▸ **Material to process**

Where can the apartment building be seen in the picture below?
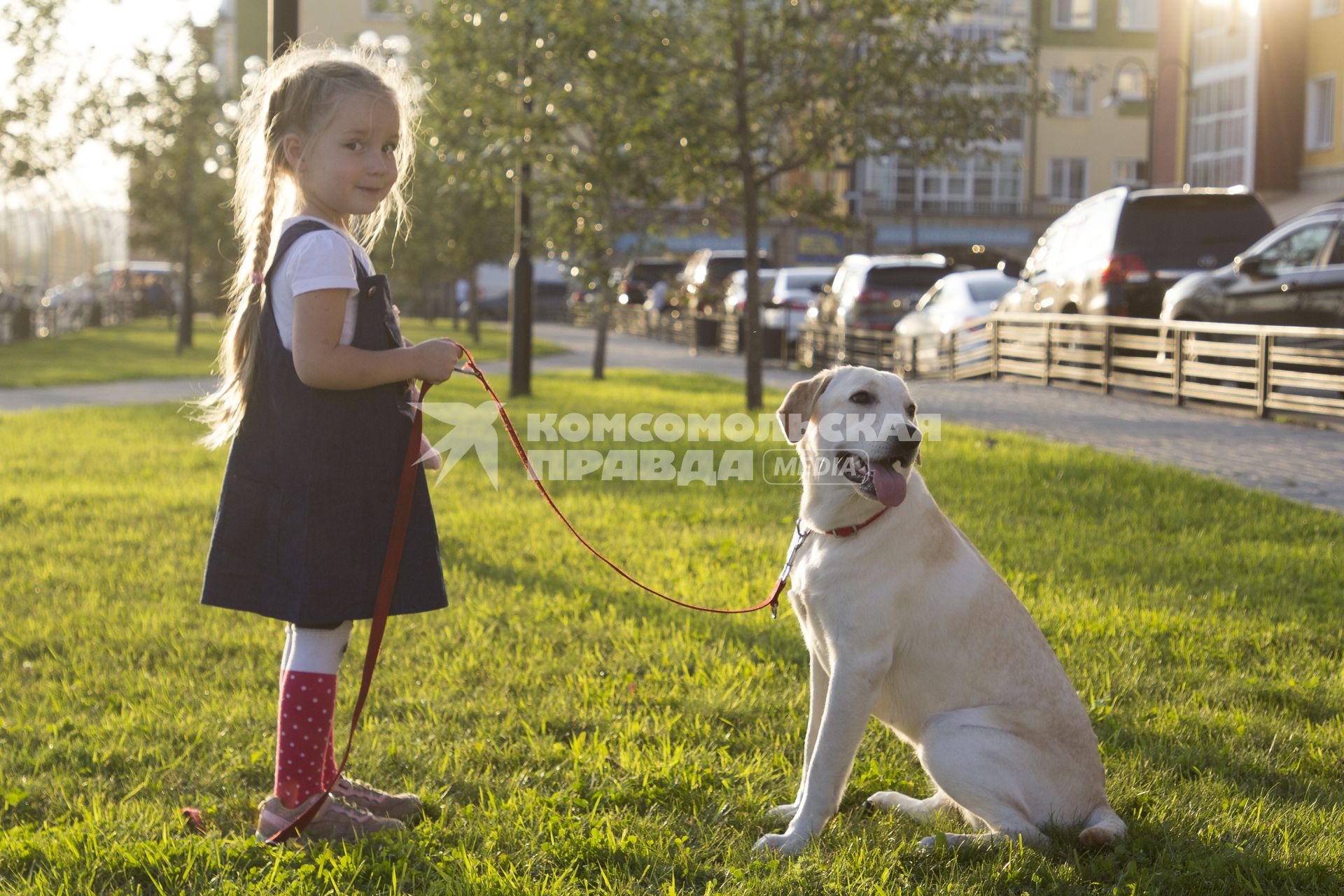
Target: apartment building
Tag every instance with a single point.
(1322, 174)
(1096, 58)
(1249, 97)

==

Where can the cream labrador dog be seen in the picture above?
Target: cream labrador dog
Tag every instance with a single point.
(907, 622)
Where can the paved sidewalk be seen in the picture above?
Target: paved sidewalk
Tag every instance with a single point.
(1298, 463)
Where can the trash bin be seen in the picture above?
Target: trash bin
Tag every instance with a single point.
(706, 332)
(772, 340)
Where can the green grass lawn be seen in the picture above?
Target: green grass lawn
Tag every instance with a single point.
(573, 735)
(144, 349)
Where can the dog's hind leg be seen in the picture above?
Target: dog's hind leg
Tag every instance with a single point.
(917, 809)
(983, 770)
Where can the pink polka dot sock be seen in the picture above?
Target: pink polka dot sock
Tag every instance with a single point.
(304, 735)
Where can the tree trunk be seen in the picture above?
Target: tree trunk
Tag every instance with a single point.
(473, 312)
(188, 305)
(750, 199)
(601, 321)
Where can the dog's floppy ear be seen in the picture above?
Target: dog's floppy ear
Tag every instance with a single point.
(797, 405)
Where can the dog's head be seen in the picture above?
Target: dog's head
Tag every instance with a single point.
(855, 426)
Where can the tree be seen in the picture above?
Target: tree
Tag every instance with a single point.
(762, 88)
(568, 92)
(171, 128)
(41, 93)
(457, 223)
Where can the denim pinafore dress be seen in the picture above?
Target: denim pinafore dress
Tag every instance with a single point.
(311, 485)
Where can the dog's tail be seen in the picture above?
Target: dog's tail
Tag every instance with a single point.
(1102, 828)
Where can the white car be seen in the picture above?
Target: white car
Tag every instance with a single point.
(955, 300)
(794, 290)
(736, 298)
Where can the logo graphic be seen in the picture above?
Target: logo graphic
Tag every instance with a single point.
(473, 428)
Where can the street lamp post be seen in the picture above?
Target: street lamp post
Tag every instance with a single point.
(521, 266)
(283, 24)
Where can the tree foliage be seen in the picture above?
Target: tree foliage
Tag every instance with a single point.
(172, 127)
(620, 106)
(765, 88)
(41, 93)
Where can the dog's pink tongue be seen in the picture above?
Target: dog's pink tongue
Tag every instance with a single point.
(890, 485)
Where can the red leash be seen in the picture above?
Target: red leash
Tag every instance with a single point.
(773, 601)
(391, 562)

* * *

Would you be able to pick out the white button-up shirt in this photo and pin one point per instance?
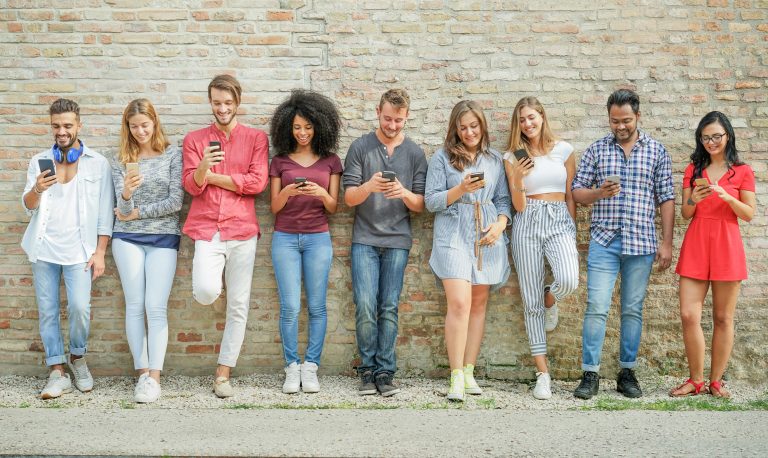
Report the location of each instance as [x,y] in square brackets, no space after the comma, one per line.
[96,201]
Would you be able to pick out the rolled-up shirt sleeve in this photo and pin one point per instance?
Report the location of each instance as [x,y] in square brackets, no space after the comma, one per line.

▸ **Task description**
Copy, exactly and only, the lines above that begin with the one containing "Where can the tree be" and finish with the one containing "Target: dog's tail".

▸ **Result for this task**
Where can the tree be seen in the picture above?
Target: tree
Tag every instance with a single point.
(762, 88)
(568, 92)
(171, 128)
(41, 93)
(457, 223)
Where can the denim pinafore dress be seen in the picture above?
Target: denim pinafore dress
Tag every instance with a single point.
(311, 485)
Where can the dog's tail be seen in the picture above?
Target: dog's tail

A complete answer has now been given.